Present the lines of the records below as a numbered list, skipping blank lines and omitting the pictures.

▶ _Given data_
_ _ _ _

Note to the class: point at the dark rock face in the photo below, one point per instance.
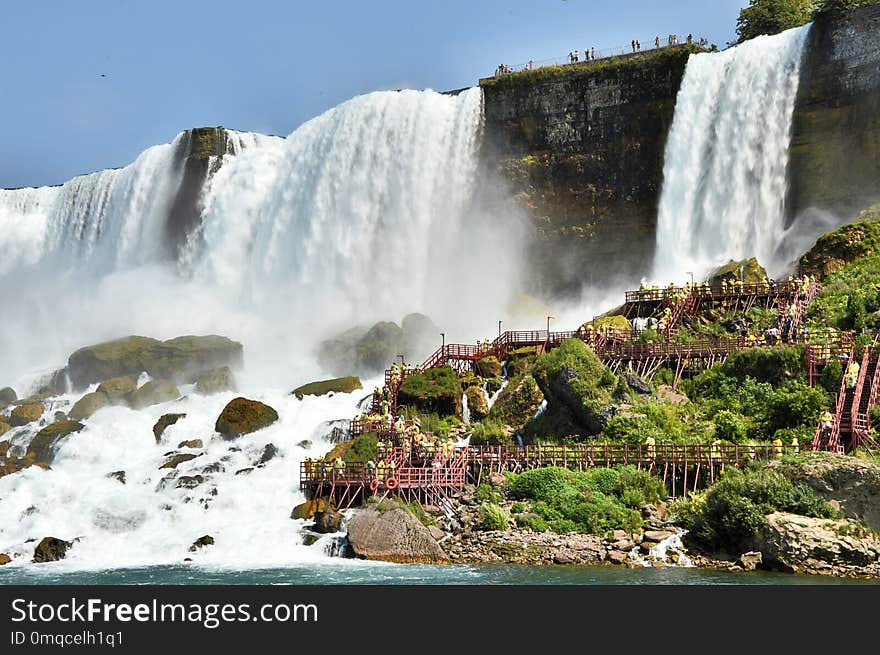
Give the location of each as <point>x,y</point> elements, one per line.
<point>584,156</point>
<point>833,162</point>
<point>164,421</point>
<point>393,536</point>
<point>243,416</point>
<point>51,549</point>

_ _ _ _

▶ _Task solution_
1. Note to the class: point at the dark rock face in the photo below, one point per instance.
2. Give the location of each as <point>x,y</point> elements, one per line.
3. <point>584,156</point>
4. <point>833,162</point>
5. <point>164,421</point>
6. <point>393,536</point>
7. <point>243,416</point>
8. <point>51,549</point>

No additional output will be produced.